▶ _Task directions_
Copy the records below exactly, leaving out every picture.

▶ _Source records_

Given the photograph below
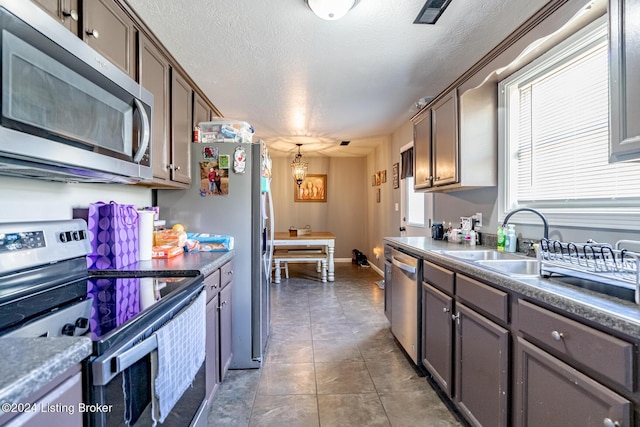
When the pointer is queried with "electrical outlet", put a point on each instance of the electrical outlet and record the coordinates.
(478, 218)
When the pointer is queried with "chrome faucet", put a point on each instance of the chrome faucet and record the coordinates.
(544, 220)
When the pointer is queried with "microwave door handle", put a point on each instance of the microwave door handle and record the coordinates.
(145, 131)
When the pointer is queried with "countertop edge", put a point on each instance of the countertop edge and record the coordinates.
(611, 313)
(29, 365)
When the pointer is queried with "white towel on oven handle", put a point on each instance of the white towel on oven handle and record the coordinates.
(181, 351)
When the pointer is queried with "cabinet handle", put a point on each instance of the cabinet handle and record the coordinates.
(73, 14)
(557, 336)
(93, 33)
(608, 422)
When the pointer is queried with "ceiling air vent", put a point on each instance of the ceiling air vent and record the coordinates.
(431, 11)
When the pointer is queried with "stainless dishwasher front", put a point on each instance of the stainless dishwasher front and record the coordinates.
(405, 300)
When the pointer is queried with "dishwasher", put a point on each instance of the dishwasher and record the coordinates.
(405, 302)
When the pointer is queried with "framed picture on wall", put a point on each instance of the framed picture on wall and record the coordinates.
(396, 180)
(312, 189)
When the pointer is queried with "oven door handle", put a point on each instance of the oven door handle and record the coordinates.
(105, 368)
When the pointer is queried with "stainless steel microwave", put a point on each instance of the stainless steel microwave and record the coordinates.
(68, 114)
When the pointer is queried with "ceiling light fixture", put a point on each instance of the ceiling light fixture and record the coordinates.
(299, 168)
(331, 9)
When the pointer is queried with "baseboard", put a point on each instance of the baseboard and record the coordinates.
(376, 269)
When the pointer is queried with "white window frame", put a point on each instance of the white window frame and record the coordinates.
(407, 194)
(611, 216)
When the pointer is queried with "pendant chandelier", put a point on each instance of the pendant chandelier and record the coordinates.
(299, 168)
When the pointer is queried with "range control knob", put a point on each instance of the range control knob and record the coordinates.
(68, 329)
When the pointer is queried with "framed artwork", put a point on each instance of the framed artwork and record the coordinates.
(312, 189)
(223, 161)
(396, 175)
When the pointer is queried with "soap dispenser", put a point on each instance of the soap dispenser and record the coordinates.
(501, 239)
(511, 238)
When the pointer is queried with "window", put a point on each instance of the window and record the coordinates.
(412, 202)
(415, 204)
(555, 138)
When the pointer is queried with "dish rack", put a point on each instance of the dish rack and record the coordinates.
(599, 262)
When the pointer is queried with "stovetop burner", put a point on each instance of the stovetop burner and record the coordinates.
(52, 293)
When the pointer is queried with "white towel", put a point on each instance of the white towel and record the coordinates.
(181, 351)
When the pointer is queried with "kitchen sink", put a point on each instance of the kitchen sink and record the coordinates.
(513, 267)
(481, 255)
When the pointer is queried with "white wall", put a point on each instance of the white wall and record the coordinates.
(34, 200)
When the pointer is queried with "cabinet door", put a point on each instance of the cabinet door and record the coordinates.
(64, 11)
(552, 393)
(181, 130)
(110, 31)
(201, 111)
(444, 120)
(624, 41)
(155, 77)
(212, 370)
(437, 335)
(422, 152)
(481, 369)
(226, 344)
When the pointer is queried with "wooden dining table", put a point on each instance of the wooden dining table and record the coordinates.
(314, 239)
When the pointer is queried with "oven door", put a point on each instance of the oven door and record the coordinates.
(120, 381)
(57, 108)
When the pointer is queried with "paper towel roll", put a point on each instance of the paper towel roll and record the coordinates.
(148, 295)
(145, 234)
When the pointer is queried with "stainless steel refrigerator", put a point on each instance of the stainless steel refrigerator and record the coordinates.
(229, 196)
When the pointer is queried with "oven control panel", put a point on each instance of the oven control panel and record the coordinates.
(31, 244)
(21, 241)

▶ _Solution for this problem_
Given the photograph below
When the pointer is queried with "electrical outlet", put a point on each instance of the electrical outlet and record the coordinates.
(478, 218)
When the pointer is queried with "chrome faucet", put a point on each instance of the chrome faucet and record the coordinates.
(544, 220)
When the pointer is queried with "microwave door handle", put a point on each instance of the microwave door handle and record the coordinates.
(145, 131)
When the pointer is queried with "countertop edge", put a point on each instance of the countertop edge and record the coordinates.
(611, 313)
(29, 365)
When the pointer is queried with "white towel on oven handle", put a point on each instance of the white towel on oven handle and record the coordinates.
(181, 351)
When the pointer is queried with "cabinet handle", put a point on each instance of the cabinet handle and record the coordinates.
(73, 14)
(557, 336)
(93, 33)
(608, 422)
When the pointer is queried with "ceiling air vent", put a point on each instance of the ceiling air vent and record the coordinates.
(431, 11)
When the pointer is queried with "stainless dishwasher front", put a point on each instance of the stainless dishwasher front and record the coordinates.
(405, 300)
When the pointer is queried with "dishwasher", put a point on each instance of the dishwasher and record the coordinates.
(405, 302)
When the pointer is queried with "framed picture on wall", put a point on each instance of the framed picture on wall and record the coordinates.
(396, 180)
(312, 189)
When the pointer is queried with "oven door handle", put a point on each instance of the oven door handle and record the coordinates.
(105, 368)
When the pointer is queried with "stainless steel microwave", put a point on each instance of the stainless steel microwave and record the coordinates.
(68, 114)
When the pointer is queried with "ceiling light fixture", put a point on each instance of the ceiling light fixture and record the coordinates.
(299, 168)
(331, 9)
When the pointer is queried with "baseboard", put a point on each instance of the baseboard and record the coordinates.
(376, 269)
When the pointer is queried with "white window frame", put a point on each instance of the white window frame and record the coordinates.
(407, 194)
(611, 216)
When the pointer is queried with "pendant chandelier", put a point on each instance of the pendant chandelier and record the coordinates.
(299, 168)
When the pointer is queried with "range control knob", put a point on each instance of the range control knob and record the coordinates.
(68, 329)
When the pointer is queried with "framed artwork", put a point on each instance of the framed artwork and record the coordinates.
(312, 189)
(223, 161)
(396, 175)
When the pointer is queried with "soap dispenser", put a point on each instance of the soap dispenser and record the coordinates.
(501, 239)
(511, 238)
When the pointer is queried with "window", put a point on each instance of the window and record the coordinates.
(412, 202)
(415, 204)
(555, 138)
When the pointer is queried with "dish rack", put a point on each instance of the dish rack and record the coordinates.
(599, 262)
When the pointer is queried with "stovetop burner", put a point on each instance of the stovetop burner and record the coordinates.
(52, 293)
When the pointer is queried with "white towel", put a point on each instance of the white towel and record the coordinates.
(181, 351)
When the pointer is queried with "kitchen sink", put a point on each instance of the kitchen sink and record the coordinates.
(513, 267)
(481, 255)
When the pointer is queried with "white wall", put a point on each instance of the white wall and record the coordinates.
(34, 200)
When the pointer is queried with "cabinet door", put a point on each instance of the cabinet door and record the coordinates.
(64, 11)
(552, 393)
(181, 130)
(110, 31)
(201, 111)
(444, 120)
(624, 41)
(155, 77)
(212, 370)
(437, 335)
(422, 152)
(481, 369)
(226, 344)
When the pointer is queried with "wooden dining table", put a point on each instance of the wooden dining table and record the coordinates.
(314, 239)
When the pointer is queried with "oven door", put a point on each instance of the oven door and record the coordinates.
(120, 381)
(57, 108)
When the pointer is queried with "paper towel roll", put a point on each instance of the paper towel roll and record the coordinates.
(148, 295)
(145, 234)
When the pointer is queried with "stainless steel refrigerator", put a point on each instance of the stainless steel refrigerator and record the coordinates.
(229, 196)
When the pointer is queried with "oven control panel", put a point on each instance of the oven control panel and record the coordinates.
(31, 244)
(21, 241)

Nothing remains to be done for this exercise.